What you will do —
Reproduce every item below word for word, keeping each line unchanged.

---------------

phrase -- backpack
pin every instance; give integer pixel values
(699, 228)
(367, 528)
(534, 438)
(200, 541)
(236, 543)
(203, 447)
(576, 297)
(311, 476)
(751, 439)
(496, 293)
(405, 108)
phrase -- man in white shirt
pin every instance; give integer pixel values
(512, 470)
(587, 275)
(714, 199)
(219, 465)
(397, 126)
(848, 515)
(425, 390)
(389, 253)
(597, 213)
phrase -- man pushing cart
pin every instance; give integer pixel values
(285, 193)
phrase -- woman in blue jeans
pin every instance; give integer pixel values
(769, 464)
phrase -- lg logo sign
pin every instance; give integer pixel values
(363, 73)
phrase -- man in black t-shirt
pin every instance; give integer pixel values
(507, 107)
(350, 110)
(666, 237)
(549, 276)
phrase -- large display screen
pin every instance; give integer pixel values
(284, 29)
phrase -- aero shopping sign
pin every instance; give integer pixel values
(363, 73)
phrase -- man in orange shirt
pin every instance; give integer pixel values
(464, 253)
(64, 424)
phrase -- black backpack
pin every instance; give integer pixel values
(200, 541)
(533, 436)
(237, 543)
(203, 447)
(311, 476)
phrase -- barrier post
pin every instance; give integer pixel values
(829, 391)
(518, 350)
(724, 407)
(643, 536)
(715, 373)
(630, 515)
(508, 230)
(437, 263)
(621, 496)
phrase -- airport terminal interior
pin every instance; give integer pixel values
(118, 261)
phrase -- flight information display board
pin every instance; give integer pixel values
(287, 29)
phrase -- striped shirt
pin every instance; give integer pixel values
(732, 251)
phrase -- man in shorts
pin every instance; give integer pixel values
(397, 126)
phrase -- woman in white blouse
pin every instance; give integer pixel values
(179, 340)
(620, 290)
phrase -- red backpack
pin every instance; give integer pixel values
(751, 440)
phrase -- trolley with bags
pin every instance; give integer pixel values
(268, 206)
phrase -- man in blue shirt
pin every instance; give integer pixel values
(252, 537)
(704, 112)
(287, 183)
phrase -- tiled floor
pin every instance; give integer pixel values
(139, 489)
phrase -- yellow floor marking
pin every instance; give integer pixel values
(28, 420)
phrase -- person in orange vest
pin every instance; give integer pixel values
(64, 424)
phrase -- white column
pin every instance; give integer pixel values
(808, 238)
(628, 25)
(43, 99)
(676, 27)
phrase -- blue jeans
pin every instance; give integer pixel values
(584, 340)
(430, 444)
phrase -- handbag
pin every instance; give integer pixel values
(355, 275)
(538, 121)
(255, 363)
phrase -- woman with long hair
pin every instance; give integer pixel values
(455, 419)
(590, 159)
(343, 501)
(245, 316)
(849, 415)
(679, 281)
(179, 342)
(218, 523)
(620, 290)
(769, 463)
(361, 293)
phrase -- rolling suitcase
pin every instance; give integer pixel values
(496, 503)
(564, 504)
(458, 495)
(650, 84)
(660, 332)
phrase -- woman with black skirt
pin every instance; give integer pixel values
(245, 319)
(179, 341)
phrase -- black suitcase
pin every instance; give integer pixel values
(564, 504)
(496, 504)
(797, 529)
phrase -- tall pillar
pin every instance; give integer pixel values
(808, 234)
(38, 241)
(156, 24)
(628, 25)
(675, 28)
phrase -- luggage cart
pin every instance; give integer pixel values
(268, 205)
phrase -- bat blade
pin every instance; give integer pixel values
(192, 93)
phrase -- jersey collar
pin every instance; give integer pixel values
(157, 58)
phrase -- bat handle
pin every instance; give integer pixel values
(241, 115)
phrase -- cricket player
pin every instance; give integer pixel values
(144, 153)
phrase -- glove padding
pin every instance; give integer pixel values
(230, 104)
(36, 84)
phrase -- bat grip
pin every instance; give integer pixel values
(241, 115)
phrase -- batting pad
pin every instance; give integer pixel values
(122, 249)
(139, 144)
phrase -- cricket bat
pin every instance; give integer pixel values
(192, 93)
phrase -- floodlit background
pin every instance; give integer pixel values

---------------

Exercise solution —
phrase -- backpack
pin every instance; give integer pixel values
(699, 228)
(367, 528)
(534, 438)
(200, 541)
(236, 543)
(203, 447)
(576, 297)
(311, 476)
(751, 439)
(496, 293)
(405, 108)
phrase -- man in white shirt
pin every instance; give integer pixel values
(512, 470)
(587, 275)
(714, 199)
(219, 465)
(397, 126)
(848, 515)
(425, 390)
(389, 253)
(597, 213)
phrase -- man pushing cart
pin every instance; give integer pixel values
(285, 193)
phrase -- woman in blue jeans
pin every instance; give integer pixel values
(769, 464)
phrase -- lg logo sign
pin every instance; give integer pixel values
(363, 73)
phrase -- man in black t-shirt
pin every instance; give integer pixel values
(507, 107)
(350, 110)
(666, 237)
(549, 276)
phrase -- large display screen
pin every instance; give integer pixel values
(284, 29)
phrase -- aero shopping sign
pin every instance; give integer pixel values
(363, 73)
phrase -- man in orange shirt
pin every instance; give integer pixel values
(464, 253)
(64, 424)
phrase -- black backpack
pin every instance; give integer pixel values
(200, 541)
(533, 436)
(237, 543)
(203, 447)
(311, 476)
phrase -- barrier post
pin every instance; give integer pixel values
(829, 391)
(518, 350)
(724, 407)
(643, 536)
(715, 373)
(630, 515)
(508, 230)
(437, 263)
(621, 496)
phrase -- airport terminal interior
pin every instance; give integer pixel values
(118, 261)
phrase -- flight information display board
pin every instance; give integer pixel values
(287, 29)
phrase -- striped shirt
pin every instance; give integer pixel values
(732, 251)
phrase -- man in shorts
pin every instance; give integer pixel values
(397, 126)
phrase -- woman in white blouse
pin every instance; give integer pixel values
(179, 340)
(620, 290)
phrase -- red backpack
pin every instance; give integer pixel values
(751, 440)
phrase -- trolley with bags
pin every instance; give integer pixel values
(268, 206)
phrase -- man in blue shirt
pin every instance; give integer pixel values
(252, 537)
(704, 112)
(287, 183)
phrase -- tiled floor
pin every instance; give integer pixel values
(139, 489)
phrase -- yellow floor marking
pin every instance; give integer pixel values
(28, 420)
phrase -- person in orange vest
pin every instance; give integer pixel values
(64, 424)
phrase -- white column
pin every instance; give integer pixel values
(808, 238)
(628, 25)
(43, 99)
(676, 27)
phrase -- blue jeans
pin every instance; give integer pixel values
(584, 340)
(430, 444)
phrase -- handbag
pin every instance; give integer pixel values
(355, 275)
(538, 121)
(255, 363)
phrase -- woman with long hair
pin every instance; give integer pixel values
(455, 419)
(590, 159)
(343, 501)
(245, 316)
(849, 415)
(679, 281)
(179, 342)
(218, 523)
(620, 290)
(769, 463)
(361, 293)
phrase -- rolling suitcase
pin every instance; give integer pixel values
(496, 503)
(564, 504)
(458, 495)
(650, 84)
(660, 332)
phrase -- woman with black skirt
pin every instance; give integer pixel values
(245, 319)
(179, 341)
phrase -- black suitcase
pin every instance; give integer pixel values
(564, 504)
(496, 504)
(797, 529)
phrase -- tall pillar
pin every instance; give integer pixel values
(808, 234)
(38, 241)
(156, 24)
(628, 25)
(675, 28)
phrase -- luggage cart
pin every instance; give integer pixel values
(268, 205)
phrase -- bat blade
pin every instance; give integer pixel values
(192, 93)
phrase -- jersey collar
pin every instance; give integer pixel values
(157, 58)
phrase -- bat handle
pin every instance; give integer pixel values
(241, 115)
phrase -- cricket player
pin every instance; give integer pixel values
(144, 153)
phrase -- glove padding
pin every instance; give integer pixel values
(230, 104)
(36, 84)
phrase -- bat grip
pin every instance; give integer pixel values
(241, 115)
phrase -- batting pad
pin every instance; give integer pixel values
(122, 249)
(139, 144)
phrase -- cricket bat
pin every instance; give integer pixel values
(192, 93)
phrase -- floodlit background
pin every instance; give integer pixel values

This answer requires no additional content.